**Extracted material**:
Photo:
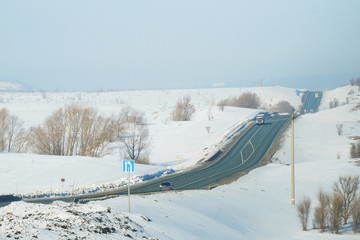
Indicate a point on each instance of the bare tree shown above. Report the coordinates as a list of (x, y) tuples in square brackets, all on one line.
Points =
[(222, 105), (336, 206), (15, 134), (355, 213), (303, 208), (4, 127), (11, 131), (136, 143), (334, 103), (321, 211), (355, 150), (75, 130), (339, 128), (127, 115), (184, 109), (347, 188)]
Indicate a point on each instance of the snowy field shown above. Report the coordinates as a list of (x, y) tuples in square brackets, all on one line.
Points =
[(256, 206)]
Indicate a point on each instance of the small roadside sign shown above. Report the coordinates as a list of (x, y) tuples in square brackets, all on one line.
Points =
[(128, 165)]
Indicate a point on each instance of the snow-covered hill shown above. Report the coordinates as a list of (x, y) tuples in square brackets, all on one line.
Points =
[(256, 206)]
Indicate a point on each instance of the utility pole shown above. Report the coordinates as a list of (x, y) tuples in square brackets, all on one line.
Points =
[(292, 162)]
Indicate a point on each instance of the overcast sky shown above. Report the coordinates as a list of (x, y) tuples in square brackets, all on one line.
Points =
[(114, 44)]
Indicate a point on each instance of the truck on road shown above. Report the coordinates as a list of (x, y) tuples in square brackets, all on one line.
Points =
[(260, 119)]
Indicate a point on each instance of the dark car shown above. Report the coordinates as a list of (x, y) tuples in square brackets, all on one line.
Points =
[(166, 186), (9, 198)]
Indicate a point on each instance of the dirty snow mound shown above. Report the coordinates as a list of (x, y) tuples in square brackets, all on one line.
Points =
[(66, 221)]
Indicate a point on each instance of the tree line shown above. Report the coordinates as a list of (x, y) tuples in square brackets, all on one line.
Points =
[(334, 209), (77, 131)]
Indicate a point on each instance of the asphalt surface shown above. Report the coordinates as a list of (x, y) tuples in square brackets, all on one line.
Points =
[(247, 153), (311, 102)]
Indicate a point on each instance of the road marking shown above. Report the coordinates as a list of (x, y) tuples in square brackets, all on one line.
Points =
[(238, 166)]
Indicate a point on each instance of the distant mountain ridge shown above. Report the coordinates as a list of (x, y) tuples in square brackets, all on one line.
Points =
[(12, 86)]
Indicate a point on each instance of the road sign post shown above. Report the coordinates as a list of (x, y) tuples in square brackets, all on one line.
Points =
[(292, 163), (128, 167)]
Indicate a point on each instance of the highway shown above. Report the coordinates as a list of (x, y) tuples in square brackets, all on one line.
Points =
[(254, 145), (247, 152)]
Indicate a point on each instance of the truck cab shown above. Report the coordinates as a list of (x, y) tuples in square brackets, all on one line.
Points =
[(260, 119)]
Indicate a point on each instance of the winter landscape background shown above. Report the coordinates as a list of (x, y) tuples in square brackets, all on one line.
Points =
[(256, 206)]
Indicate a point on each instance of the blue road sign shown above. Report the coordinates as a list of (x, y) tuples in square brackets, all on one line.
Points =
[(128, 165)]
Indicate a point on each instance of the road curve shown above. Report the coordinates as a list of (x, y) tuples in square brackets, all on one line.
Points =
[(245, 154)]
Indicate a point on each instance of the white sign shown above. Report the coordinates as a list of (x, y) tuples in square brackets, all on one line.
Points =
[(128, 165)]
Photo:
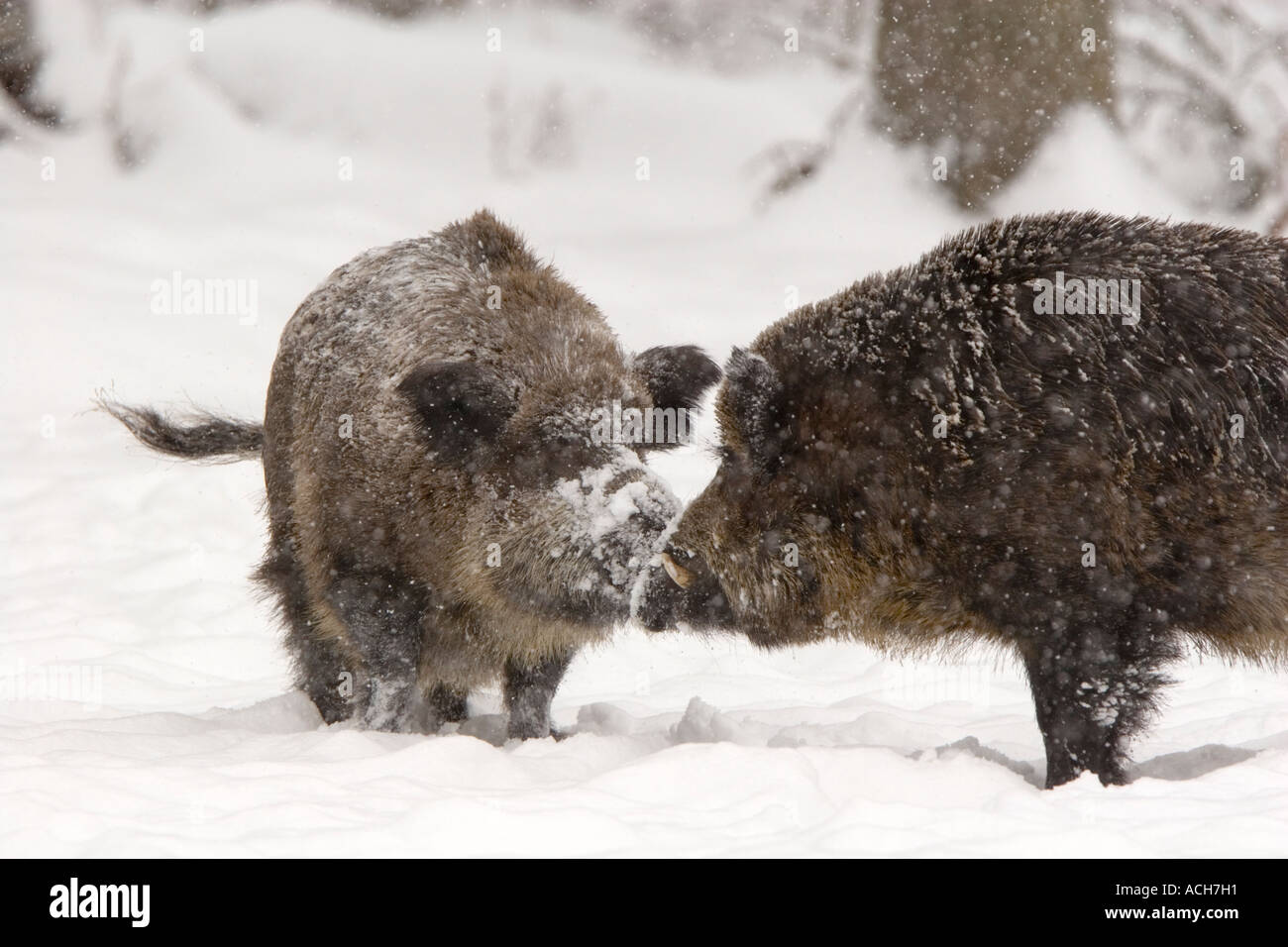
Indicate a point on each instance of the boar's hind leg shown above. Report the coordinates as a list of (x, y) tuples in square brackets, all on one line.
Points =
[(382, 615), (449, 703), (528, 690), (1094, 690)]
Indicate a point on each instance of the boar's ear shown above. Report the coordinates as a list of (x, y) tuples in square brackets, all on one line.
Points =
[(460, 403), (675, 375), (755, 395)]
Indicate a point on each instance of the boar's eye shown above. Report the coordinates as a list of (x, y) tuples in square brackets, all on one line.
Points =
[(460, 403)]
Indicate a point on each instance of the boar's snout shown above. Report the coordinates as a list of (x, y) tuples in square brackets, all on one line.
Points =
[(681, 589)]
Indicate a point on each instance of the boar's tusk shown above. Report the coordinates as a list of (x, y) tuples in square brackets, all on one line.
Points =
[(679, 575)]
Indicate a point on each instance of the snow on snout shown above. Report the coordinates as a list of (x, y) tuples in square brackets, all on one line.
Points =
[(619, 513)]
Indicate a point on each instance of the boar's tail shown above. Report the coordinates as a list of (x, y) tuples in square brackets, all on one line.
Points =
[(197, 436)]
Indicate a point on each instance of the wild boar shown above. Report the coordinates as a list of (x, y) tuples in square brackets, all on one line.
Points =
[(1063, 434), (441, 510)]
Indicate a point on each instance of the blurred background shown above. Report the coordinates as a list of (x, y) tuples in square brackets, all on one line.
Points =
[(698, 169), (697, 166)]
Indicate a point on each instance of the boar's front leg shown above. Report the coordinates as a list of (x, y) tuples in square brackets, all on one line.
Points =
[(382, 615), (528, 689), (1094, 689), (449, 703)]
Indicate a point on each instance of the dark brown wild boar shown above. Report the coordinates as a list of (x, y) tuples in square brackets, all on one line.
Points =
[(441, 510), (1065, 434)]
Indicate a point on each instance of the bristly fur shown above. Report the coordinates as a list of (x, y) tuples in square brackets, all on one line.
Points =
[(433, 482), (1054, 431)]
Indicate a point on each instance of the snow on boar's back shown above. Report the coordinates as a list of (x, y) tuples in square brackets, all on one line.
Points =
[(1061, 433), (443, 505)]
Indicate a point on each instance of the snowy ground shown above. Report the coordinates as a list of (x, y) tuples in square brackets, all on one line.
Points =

**Description of the task**:
Retype, exactly and only, the lines running from the one with "Indicate a point on each instance of the wild" through the final line of the listing above.

**Solution**:
Indicate a point on each instance of the wild boar shown above. Report the coordinates as a list of (x, y) tuples in square brackets, all on one line.
Points =
[(1063, 434), (441, 510)]
Indicate a point on each instance of the blurred background shown above. Report the coordinates as a list of (x, y) tuples in square brackets, all on one line.
Points =
[(698, 169), (697, 166)]
Indicate a point on each instance of the boar's front leg shown above. Report the coordinates as a list of (x, y) tuples in square brackets, all on one line.
Points =
[(382, 615), (528, 689), (1094, 689), (449, 703)]
Indicate a point on each instance of the dark brown wild boar shown above. Report the coordinates as a list of (x, y) tuples in square brackets, all on one line.
Points =
[(441, 510), (1065, 434)]
Indicate a point on each instance of the bristly fur shown above. Report the coordinates as a list of (x, y) tuples in square brackets, all on one line.
Points =
[(433, 482), (1054, 431)]
Indicate a point on each instance of the snow on boar's back shown above. Report the coordinates as a list of (x, y) tuples in square brackets, all on one line.
Points =
[(1061, 433), (443, 505)]
Indicate a point on each instance of the snowy ground shown above. Report the coordinates as a list of (x, y) tuples in square brackets, all on one line.
Points =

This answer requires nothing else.